PAGE TEXT:
--- START ---
Here’s some resourceful information about reciprocal teaching.

I initally learned about the Reciprocal Teaching Strategy while completing one of my reading endorsement courses a few years ago. Reciprocal Teaching is a reading comprehension strategy meant to help students become more independent during reading. The strategy is first introduced by having the teacher model each step in the process and doing it along with the students until students are able to take ownership of the strategy and use it independently. The Reciprocal Teaching strategy has four parts which are: Predication, Clarify, Question, and Summarize. My school district added a fifth part to the process called Visualize or Make a Picture.

As a result of my reading endorsement class, I created a set of reciprocal teaching cards that are used by the students while implementing the strategy. Along with the cards, I created a reciprocal teaching worksheet which the students may use when using the strategy in a small group independently. This worksheet may also be used as an assessment tool.

You may find these documents here:

Reciprocal Teaching Cards
Reciprocal Teaching Worksheet

I used the reciprocal cards by printing about 5 or 6 sets on various color paper (enough so that each student could get one card). I laminated these so they would last a long time. During a reading lesson, whether it was a reading passage or a story from the basal, I would give each student one card. Before reading, I would call on a student with a prediction card to give a prediction. I would say, “Whoever has the yellow prediction card, make a prediction.” That student will then use one of the sentence frames on the card to help them make a prediction or they could make a prediction without using the sentence frames. The sentence frames on the card are there to help the students if they need it. After the student makes the prediction, we would continue reading. It’s up to the teacher how much students will read before stopping to continue with the process. Students could read a paragraph or two, or a page. Wherever the teacher chooses to stop, the process would continue with the following:

  1. The teacher would ask students to look through what they have read and find any words they don’t know or are not sure what they mean. The teacher would then say, “Would the student who has the yellow clarify card, share with the class a word you don’t know or are not sure of.” The teacher would then help the student go through the steps on the card to try and figure out what the word means as used in the story/passage.
  2. Continue by asking the student with the yellow summarize card to give a short summary of what the class has just read.
  3. Then ask the student with the yellow make a picture card to share what they pictured in their mind as they read that portion of the text.
  4. Afterwards, the teacher would ask another student with a prediction card (for example you can call the student with the blue prediction card) to make a prediction about what will happen next in the story.
  5. The process would continue until all students have had a chance to participate.

Another way teachers could use the cards is in small groups of 6 students. One of the students could be the “Teacher” using the Teacher/Leader card to help guide the group in the reading discussion. This is the activity where the Reciprocal Teaching Worksheet would be used as an accountability tool for the students and as an assessment tool if the teachers desires to use it that way.
--- END ---
ENTRIES SUPPLIED:
--- START ---
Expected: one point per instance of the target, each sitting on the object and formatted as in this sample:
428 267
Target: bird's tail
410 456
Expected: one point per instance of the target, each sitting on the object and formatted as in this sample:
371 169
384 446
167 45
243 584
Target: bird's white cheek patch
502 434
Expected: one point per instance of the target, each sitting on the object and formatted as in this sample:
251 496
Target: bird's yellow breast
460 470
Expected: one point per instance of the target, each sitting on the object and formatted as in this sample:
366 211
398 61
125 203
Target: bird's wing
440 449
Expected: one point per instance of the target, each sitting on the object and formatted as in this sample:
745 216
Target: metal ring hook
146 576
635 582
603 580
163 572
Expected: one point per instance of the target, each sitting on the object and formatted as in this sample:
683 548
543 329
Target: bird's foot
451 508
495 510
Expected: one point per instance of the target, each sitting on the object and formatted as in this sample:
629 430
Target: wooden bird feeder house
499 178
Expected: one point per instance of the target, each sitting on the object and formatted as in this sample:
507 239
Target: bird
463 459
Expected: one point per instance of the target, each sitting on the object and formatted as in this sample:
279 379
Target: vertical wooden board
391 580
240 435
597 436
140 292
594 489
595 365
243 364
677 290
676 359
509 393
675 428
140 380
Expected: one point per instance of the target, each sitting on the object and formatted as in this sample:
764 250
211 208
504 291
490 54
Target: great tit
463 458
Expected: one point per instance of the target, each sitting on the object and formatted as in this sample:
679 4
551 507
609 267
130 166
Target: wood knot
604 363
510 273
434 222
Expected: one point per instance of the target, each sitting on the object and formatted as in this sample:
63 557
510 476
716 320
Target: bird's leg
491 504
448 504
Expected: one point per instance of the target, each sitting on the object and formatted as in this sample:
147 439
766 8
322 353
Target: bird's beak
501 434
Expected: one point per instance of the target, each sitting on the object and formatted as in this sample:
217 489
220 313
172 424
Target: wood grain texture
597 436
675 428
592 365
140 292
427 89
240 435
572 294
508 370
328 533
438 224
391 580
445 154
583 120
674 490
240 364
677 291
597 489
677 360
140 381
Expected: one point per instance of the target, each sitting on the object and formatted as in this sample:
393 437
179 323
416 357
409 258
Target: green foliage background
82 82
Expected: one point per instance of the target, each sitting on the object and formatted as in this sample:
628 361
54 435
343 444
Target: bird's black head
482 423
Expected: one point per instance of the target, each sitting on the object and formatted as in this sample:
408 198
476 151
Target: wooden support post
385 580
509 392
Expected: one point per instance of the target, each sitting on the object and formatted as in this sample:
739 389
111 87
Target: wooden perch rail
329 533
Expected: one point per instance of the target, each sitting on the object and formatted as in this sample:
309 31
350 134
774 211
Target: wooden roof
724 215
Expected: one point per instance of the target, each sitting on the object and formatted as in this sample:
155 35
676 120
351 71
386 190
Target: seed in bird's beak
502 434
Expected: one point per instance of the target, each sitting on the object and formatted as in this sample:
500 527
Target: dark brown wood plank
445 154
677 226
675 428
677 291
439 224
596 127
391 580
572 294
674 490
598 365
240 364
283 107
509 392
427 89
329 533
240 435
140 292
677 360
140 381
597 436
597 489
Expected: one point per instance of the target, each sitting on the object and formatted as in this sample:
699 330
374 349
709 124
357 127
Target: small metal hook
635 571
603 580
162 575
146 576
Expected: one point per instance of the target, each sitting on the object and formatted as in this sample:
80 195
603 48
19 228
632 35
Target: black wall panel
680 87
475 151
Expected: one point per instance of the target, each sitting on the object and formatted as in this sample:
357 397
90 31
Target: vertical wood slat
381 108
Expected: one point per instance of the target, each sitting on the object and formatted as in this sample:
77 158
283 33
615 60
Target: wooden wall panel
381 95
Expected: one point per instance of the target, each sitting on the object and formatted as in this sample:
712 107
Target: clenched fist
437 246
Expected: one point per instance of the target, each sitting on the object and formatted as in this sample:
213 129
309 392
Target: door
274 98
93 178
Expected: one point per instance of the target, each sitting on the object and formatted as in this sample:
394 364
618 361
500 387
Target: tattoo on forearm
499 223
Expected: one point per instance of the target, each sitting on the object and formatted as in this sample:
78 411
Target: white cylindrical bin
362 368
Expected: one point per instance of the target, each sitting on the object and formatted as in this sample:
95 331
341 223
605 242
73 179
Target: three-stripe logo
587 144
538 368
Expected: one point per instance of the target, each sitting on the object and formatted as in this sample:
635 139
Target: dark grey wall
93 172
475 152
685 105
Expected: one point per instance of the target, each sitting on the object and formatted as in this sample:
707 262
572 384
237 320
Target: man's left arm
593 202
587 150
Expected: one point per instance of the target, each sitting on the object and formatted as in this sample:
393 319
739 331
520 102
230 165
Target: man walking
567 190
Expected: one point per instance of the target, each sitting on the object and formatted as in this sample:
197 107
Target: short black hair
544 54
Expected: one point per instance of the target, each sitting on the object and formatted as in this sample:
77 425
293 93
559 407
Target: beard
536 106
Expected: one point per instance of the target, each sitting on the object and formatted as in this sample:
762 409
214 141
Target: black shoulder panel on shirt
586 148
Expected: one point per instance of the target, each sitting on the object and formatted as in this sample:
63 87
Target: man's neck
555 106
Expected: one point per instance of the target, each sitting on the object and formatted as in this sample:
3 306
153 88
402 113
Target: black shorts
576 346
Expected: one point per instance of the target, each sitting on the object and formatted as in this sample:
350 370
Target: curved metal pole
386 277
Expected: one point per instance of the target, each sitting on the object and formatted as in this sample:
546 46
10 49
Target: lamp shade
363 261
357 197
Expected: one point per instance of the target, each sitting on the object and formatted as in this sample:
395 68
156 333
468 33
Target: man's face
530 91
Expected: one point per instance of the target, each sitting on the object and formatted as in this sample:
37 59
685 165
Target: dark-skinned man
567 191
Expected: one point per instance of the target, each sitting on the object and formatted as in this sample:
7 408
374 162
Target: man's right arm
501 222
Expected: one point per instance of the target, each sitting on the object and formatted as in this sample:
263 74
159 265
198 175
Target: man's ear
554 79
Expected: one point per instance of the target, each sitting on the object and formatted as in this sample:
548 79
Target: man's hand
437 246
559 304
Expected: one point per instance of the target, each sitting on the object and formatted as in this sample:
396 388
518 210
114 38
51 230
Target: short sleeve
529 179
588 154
--- END ---
PROBLEM DESCRIPTION:
Answer these questions about the reciprocal teaching text:
(a) What fifth part did the school district add to the strategy?
(b) Why were the printed cards laminated?
(c) How many students are in each small group in the other way of using the cards?

SOLUTION TO THIS PROBLEM:
(a) Visualize or Make a Picture.
(b) So they would last a long time.
(c) 6 students.